Stated problem:
Repeat the listing that follows, character for character, minus the pictures.

begin Listed entries

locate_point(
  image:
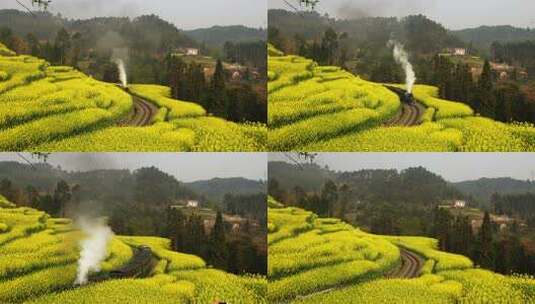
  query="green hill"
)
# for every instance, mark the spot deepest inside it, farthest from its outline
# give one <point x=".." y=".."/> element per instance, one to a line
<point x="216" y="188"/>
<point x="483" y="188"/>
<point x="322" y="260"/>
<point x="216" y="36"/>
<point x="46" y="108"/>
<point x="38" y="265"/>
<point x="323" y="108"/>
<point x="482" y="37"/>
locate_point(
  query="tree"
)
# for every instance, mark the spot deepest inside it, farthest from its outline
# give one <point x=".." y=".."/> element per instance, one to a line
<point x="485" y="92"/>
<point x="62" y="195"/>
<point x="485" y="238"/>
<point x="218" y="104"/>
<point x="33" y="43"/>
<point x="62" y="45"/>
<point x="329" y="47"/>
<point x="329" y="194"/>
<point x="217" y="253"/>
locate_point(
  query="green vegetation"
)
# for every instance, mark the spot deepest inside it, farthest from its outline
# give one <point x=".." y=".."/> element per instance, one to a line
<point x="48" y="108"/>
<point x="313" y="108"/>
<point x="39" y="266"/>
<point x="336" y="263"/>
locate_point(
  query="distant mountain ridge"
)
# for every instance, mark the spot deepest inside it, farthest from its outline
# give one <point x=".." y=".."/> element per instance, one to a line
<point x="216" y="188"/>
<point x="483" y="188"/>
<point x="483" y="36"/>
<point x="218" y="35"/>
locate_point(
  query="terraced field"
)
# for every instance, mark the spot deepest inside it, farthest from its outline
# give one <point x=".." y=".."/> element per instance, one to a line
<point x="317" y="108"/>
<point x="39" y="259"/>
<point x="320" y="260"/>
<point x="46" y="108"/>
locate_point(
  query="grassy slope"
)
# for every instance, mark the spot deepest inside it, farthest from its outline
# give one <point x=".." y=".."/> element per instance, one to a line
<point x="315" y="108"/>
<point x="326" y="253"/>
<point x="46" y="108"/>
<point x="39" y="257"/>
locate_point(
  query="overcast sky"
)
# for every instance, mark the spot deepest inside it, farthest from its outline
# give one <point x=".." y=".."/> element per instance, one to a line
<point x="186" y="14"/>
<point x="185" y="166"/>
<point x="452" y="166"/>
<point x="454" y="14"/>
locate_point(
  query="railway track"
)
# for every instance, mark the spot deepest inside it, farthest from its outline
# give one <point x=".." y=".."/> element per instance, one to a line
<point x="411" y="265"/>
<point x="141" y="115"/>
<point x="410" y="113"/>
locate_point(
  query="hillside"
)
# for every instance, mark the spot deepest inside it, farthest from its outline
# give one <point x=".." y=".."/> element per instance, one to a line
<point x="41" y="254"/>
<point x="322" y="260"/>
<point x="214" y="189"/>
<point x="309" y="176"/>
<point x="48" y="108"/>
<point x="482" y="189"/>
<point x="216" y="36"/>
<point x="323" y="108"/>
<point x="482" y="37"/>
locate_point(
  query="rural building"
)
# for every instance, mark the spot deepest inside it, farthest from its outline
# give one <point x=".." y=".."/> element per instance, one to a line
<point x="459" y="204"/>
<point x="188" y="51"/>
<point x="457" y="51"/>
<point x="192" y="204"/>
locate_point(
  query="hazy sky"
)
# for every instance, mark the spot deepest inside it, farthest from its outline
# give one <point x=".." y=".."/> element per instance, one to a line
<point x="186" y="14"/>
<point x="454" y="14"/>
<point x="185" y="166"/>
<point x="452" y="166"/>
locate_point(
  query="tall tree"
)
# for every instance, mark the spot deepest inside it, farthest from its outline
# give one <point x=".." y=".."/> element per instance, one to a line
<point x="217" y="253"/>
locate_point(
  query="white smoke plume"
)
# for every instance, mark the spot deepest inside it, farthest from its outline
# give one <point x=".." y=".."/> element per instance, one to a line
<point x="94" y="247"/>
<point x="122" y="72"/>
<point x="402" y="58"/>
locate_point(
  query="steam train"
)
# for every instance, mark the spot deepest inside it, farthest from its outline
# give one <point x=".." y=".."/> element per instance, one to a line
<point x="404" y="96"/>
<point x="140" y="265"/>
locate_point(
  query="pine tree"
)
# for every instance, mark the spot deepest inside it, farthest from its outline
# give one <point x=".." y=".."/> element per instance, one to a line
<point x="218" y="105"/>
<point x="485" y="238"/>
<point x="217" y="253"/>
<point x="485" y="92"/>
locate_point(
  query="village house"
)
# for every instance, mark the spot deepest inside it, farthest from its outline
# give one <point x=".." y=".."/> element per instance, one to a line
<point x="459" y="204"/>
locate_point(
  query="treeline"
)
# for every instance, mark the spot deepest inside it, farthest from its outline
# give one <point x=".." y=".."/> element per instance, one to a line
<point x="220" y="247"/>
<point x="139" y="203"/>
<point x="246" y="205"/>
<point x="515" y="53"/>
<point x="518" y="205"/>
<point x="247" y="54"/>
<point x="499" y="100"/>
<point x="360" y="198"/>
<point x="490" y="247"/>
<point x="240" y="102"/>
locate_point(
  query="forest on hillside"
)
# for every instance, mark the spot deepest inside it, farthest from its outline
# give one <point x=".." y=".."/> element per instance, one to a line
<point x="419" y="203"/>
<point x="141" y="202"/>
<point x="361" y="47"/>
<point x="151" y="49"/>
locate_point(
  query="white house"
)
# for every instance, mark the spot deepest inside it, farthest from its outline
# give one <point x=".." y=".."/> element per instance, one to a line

end Listed entries

Answer to this exercise:
locate_point(
  image:
  query="green hill"
)
# for every instance, mark the spot deepest inside it, farthest from its outline
# give one <point x=".." y=".."/> element per instance, one to a line
<point x="216" y="188"/>
<point x="483" y="188"/>
<point x="322" y="260"/>
<point x="216" y="36"/>
<point x="46" y="108"/>
<point x="38" y="265"/>
<point x="323" y="108"/>
<point x="482" y="37"/>
locate_point(
  query="tree"
)
# for every instance, mark the spot deepest inside it, farthest from its outline
# give one <point x=".." y=".."/> element per instance, one to a line
<point x="485" y="92"/>
<point x="62" y="195"/>
<point x="485" y="238"/>
<point x="218" y="104"/>
<point x="33" y="43"/>
<point x="62" y="45"/>
<point x="329" y="47"/>
<point x="329" y="194"/>
<point x="217" y="253"/>
locate_point(
  query="green vegetation"
)
# for every instance, mark the spot deepest inside it, farthest from its outline
# give one <point x=".." y=".."/> element per instance, one to a line
<point x="48" y="108"/>
<point x="313" y="108"/>
<point x="39" y="266"/>
<point x="336" y="263"/>
locate_point(
  query="distant mountain ridge"
)
# for every instance, mark the spot deepest inside it, farthest from its outline
# give one <point x=".." y=".."/> element per instance, one to a line
<point x="216" y="188"/>
<point x="483" y="188"/>
<point x="483" y="36"/>
<point x="218" y="35"/>
locate_point(
  query="terraced field"
)
# for every instance, mark the spot deepest inside it, farthest from its outline
# give one <point x=".." y=".."/> element per instance, one to a line
<point x="317" y="108"/>
<point x="39" y="259"/>
<point x="320" y="260"/>
<point x="46" y="108"/>
locate_point(
  query="grassy slope"
)
# for every instance, mark the spot deepest inside it, farthest from its outline
# give one <point x=".." y=".."/> element per instance, one to a line
<point x="315" y="108"/>
<point x="326" y="253"/>
<point x="46" y="108"/>
<point x="39" y="257"/>
locate_point(
  query="overcast sky"
)
# for every instance, mark the spot deepest inside it, farthest from its outline
# give one <point x=".." y=".."/> element per instance, one to a line
<point x="186" y="14"/>
<point x="185" y="166"/>
<point x="452" y="166"/>
<point x="454" y="14"/>
locate_point(
  query="railway track"
)
# for every instance, mark the spot deepest inside it, farthest from its outline
# give one <point x=".." y=".."/> element per instance, one to a line
<point x="411" y="265"/>
<point x="141" y="115"/>
<point x="410" y="113"/>
locate_point(
  query="hillside"
)
# for every instance, mark the spot deepest inside it, farthest from its outline
# give one <point x=".." y=".."/> element per instance, one to a line
<point x="41" y="254"/>
<point x="322" y="260"/>
<point x="214" y="189"/>
<point x="309" y="176"/>
<point x="48" y="108"/>
<point x="482" y="189"/>
<point x="216" y="36"/>
<point x="323" y="108"/>
<point x="482" y="37"/>
locate_point(
  query="rural building"
)
# for every instance, mark the spot deepest inside it, farthest from its outline
# give one <point x=".." y=".."/> element per instance, one to a line
<point x="459" y="204"/>
<point x="188" y="51"/>
<point x="457" y="51"/>
<point x="192" y="204"/>
locate_point(
  query="hazy sky"
)
# for every instance, mark the spot deepest inside it, farthest from its outline
# give one <point x=".." y=".."/> element per instance, one to a line
<point x="186" y="14"/>
<point x="454" y="14"/>
<point x="185" y="166"/>
<point x="452" y="166"/>
locate_point(
  query="tall tree"
)
# for every instance, mark the spot deepest inside it, farthest from its outline
# give one <point x=".." y=".."/> element per instance, one to a line
<point x="217" y="253"/>
locate_point(
  query="white smoke plume"
)
# for every instance, mark the spot deepest inside it, farthest from its outline
# give one <point x=".." y=".."/> element per instance, one to a line
<point x="94" y="247"/>
<point x="122" y="72"/>
<point x="402" y="58"/>
locate_point(
  query="steam train"
)
# for every instance, mark the spot deepest inside it, farthest from its outline
# give one <point x=".." y=".."/> element per instance, one to a line
<point x="404" y="96"/>
<point x="140" y="265"/>
locate_point(
  query="pine tree"
)
# for every instance, mark the spot deepest inside it, farthest from its outline
# give one <point x=".." y=".."/> element per instance, one to a line
<point x="218" y="105"/>
<point x="485" y="238"/>
<point x="217" y="253"/>
<point x="485" y="92"/>
locate_point(
  query="village house"
)
# for every instance, mark the spot deepest inside it, farthest from its outline
# give one <point x=".." y=".."/> element per instance, one to a line
<point x="459" y="204"/>
locate_point(
  query="treeline"
)
# for every instance, mark the spot deepest inside it, farthest from its outline
# give one <point x=".." y=".."/> element per instance, one to a line
<point x="220" y="247"/>
<point x="139" y="203"/>
<point x="246" y="205"/>
<point x="515" y="53"/>
<point x="518" y="205"/>
<point x="247" y="54"/>
<point x="499" y="100"/>
<point x="360" y="198"/>
<point x="490" y="247"/>
<point x="240" y="102"/>
locate_point(
  query="forest on hillside"
)
# for every instance, mark the spot deepest inside it, farthest from its outline
# give one <point x=".." y=".."/> element per instance, one to a line
<point x="419" y="203"/>
<point x="141" y="202"/>
<point x="361" y="47"/>
<point x="151" y="49"/>
locate_point(
  query="white house"
)
# for every instance, mark the spot deepest inside it, farthest from its outline
# give one <point x=".." y=".."/> element per instance, one to a line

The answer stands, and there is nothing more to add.